** start SOURCE RECORDS **

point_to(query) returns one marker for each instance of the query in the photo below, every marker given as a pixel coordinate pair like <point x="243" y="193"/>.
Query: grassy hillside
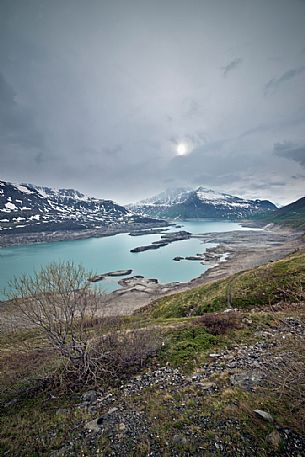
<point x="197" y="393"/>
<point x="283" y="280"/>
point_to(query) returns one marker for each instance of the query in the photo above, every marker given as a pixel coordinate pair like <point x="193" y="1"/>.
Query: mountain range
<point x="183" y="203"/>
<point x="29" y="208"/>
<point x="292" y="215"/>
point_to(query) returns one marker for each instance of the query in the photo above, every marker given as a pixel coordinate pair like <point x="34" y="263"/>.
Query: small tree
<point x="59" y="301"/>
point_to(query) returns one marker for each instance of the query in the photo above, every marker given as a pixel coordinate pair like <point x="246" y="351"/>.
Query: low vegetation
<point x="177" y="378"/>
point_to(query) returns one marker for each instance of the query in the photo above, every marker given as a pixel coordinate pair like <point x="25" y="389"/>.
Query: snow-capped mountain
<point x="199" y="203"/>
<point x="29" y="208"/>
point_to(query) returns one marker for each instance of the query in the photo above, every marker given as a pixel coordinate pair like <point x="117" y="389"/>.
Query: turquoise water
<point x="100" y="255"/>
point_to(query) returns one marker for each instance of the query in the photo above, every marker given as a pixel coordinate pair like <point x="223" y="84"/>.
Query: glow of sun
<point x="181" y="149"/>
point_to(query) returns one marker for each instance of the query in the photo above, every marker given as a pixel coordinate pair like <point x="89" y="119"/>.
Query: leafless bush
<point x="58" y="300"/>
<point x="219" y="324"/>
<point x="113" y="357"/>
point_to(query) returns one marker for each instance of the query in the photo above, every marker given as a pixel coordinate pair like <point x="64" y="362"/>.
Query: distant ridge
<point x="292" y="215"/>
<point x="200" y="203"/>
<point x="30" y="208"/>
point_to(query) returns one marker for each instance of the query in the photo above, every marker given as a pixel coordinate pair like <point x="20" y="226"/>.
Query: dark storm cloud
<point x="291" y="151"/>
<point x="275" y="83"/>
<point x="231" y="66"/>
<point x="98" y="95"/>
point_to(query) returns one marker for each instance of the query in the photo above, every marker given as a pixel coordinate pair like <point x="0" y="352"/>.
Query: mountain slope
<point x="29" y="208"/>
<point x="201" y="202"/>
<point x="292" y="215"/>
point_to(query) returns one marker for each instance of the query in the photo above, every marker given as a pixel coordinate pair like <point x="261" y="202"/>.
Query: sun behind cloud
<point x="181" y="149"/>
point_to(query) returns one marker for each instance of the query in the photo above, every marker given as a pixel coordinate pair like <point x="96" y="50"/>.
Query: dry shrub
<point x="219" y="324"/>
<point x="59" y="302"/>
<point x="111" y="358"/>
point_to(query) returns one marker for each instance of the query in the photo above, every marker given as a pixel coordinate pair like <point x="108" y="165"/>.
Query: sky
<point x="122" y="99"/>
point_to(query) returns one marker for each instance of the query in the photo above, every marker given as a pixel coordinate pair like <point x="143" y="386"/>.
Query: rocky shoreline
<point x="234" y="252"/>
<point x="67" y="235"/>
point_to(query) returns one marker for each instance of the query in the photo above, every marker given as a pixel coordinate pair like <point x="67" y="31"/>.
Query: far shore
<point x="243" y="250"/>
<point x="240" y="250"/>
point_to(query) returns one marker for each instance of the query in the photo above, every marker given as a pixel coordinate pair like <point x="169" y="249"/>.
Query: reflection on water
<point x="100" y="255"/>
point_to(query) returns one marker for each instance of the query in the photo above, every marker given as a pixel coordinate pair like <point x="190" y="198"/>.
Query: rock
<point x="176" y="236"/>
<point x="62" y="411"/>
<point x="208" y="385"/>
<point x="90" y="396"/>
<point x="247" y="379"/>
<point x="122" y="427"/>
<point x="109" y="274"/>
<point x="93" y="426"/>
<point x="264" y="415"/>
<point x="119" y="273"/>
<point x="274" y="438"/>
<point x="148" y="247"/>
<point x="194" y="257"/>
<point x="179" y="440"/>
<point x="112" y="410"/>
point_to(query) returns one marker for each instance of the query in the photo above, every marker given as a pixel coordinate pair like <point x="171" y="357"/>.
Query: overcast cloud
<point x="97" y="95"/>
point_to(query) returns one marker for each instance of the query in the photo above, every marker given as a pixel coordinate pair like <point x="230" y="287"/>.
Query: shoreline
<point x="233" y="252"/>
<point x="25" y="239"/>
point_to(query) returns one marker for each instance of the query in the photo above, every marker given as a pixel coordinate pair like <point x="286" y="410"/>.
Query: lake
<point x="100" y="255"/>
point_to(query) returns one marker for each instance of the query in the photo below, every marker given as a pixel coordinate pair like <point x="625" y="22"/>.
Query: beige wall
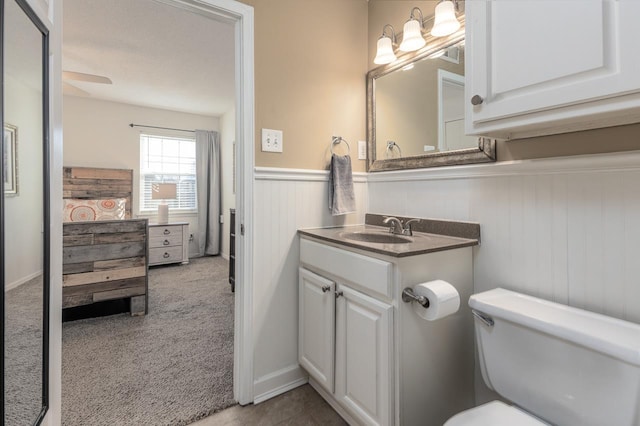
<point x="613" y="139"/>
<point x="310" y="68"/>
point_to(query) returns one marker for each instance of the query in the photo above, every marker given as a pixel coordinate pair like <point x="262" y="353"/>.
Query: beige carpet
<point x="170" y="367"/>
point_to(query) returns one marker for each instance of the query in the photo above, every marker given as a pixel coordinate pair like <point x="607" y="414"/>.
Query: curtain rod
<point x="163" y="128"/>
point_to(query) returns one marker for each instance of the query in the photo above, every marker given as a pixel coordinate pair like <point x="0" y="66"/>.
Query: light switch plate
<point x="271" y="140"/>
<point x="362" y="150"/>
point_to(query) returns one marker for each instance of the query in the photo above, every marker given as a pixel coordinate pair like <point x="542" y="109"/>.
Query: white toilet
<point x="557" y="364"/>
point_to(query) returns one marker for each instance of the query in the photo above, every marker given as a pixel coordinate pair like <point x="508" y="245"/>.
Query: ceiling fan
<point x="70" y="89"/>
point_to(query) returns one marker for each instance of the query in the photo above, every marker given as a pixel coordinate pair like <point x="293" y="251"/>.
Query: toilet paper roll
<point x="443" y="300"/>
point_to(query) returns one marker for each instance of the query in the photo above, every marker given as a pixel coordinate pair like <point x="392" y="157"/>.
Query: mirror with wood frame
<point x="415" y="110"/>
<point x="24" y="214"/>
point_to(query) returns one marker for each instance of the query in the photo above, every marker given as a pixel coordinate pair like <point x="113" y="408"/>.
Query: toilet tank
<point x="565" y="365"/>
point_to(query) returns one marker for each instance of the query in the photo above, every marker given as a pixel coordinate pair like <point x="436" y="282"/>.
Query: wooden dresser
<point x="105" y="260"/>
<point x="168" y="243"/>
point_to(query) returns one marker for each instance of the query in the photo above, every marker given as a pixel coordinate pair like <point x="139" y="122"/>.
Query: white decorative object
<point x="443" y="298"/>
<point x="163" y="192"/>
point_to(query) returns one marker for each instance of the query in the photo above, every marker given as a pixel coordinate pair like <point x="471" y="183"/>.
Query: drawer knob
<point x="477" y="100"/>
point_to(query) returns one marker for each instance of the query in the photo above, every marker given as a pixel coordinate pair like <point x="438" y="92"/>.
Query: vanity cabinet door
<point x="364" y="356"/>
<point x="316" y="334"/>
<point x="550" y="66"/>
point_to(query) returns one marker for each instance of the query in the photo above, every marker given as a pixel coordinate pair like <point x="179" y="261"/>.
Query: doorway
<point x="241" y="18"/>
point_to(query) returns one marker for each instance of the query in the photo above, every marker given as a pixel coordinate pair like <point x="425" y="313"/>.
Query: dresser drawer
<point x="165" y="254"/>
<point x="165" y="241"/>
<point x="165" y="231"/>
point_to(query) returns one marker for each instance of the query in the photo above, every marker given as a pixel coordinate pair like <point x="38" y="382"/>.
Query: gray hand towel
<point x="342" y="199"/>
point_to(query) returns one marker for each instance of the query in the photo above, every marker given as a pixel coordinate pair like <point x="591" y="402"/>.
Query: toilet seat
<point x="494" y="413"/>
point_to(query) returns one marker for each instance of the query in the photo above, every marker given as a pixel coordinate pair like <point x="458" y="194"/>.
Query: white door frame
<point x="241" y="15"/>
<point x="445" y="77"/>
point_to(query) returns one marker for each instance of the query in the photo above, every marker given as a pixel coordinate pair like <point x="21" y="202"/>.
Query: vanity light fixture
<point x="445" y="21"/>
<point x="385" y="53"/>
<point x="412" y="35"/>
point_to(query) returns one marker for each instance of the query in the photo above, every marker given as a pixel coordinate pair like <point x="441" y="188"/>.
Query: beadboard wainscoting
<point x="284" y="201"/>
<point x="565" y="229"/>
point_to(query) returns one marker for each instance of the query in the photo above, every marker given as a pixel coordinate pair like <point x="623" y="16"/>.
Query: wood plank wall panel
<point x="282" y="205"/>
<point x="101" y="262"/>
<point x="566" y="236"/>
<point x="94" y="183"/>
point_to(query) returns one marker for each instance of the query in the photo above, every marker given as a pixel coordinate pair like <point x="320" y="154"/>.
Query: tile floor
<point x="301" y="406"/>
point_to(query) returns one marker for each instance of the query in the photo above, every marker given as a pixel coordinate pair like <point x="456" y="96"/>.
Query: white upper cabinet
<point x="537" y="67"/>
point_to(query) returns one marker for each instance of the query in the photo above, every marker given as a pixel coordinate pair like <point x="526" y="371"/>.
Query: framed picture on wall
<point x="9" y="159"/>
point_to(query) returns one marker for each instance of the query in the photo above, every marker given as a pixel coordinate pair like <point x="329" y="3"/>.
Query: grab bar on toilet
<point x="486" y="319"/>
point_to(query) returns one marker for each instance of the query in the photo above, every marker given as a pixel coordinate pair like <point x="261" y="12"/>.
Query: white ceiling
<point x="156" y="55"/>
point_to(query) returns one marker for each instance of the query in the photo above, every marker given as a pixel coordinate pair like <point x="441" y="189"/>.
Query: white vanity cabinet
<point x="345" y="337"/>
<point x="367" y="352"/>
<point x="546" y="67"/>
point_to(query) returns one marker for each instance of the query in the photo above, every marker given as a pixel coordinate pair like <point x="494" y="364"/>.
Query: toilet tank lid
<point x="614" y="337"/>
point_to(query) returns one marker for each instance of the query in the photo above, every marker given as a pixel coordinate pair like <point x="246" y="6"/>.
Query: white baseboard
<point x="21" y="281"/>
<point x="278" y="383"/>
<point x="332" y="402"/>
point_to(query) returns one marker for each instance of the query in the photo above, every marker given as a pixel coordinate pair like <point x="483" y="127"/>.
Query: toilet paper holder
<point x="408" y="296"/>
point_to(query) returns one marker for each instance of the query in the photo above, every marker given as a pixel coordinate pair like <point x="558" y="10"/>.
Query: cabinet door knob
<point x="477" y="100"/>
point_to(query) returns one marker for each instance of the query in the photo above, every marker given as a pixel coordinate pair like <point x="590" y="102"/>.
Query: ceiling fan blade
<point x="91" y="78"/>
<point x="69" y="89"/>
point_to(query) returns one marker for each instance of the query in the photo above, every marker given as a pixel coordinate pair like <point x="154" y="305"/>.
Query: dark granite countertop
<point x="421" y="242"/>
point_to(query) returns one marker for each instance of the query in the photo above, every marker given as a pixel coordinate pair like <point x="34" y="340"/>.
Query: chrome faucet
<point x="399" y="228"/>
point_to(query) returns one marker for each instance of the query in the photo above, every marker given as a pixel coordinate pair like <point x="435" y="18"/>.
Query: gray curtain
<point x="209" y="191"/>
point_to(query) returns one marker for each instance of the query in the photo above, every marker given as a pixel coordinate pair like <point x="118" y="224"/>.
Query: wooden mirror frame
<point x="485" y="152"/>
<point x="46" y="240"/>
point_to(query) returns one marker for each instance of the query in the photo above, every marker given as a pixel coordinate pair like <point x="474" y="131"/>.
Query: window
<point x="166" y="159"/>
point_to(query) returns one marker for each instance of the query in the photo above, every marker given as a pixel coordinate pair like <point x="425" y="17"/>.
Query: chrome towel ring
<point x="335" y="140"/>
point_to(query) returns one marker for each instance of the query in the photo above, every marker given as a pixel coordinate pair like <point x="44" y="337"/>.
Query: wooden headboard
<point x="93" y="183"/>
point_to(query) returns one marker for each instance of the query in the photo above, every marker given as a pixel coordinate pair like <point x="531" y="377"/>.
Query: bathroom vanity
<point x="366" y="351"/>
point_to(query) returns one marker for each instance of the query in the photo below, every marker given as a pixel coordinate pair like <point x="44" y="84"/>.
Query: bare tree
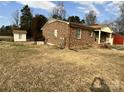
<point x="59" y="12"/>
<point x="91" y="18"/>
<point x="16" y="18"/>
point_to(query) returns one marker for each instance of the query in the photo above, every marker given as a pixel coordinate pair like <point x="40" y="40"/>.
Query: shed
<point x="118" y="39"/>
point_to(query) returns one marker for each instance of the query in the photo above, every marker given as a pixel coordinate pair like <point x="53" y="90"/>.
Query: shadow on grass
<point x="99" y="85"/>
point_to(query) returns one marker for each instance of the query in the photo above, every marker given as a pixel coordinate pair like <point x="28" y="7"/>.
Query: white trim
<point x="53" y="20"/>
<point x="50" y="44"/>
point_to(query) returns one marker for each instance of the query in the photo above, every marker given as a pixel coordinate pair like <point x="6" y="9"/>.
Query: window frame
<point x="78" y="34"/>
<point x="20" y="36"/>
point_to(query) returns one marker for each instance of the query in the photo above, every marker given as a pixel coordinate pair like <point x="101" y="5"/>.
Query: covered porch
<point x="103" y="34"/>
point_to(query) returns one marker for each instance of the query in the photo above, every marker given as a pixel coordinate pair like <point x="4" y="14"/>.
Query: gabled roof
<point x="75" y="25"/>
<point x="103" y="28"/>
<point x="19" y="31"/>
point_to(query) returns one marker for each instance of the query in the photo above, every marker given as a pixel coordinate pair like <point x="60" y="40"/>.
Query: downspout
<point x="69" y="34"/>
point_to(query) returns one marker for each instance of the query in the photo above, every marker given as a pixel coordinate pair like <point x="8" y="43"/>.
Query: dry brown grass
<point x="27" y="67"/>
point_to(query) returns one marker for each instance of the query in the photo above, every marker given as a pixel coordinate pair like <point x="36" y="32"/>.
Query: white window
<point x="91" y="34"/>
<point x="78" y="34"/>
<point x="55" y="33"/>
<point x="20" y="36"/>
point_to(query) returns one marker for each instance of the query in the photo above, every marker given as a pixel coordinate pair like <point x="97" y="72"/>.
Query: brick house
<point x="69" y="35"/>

** end SOURCE RECORDS **

REQUIRED WORK
Show every line of the data above that contains the string "mountain".

ANSWER TO THIS TASK
Query: mountain range
Query: snow-capped mountain
Query: mountain slope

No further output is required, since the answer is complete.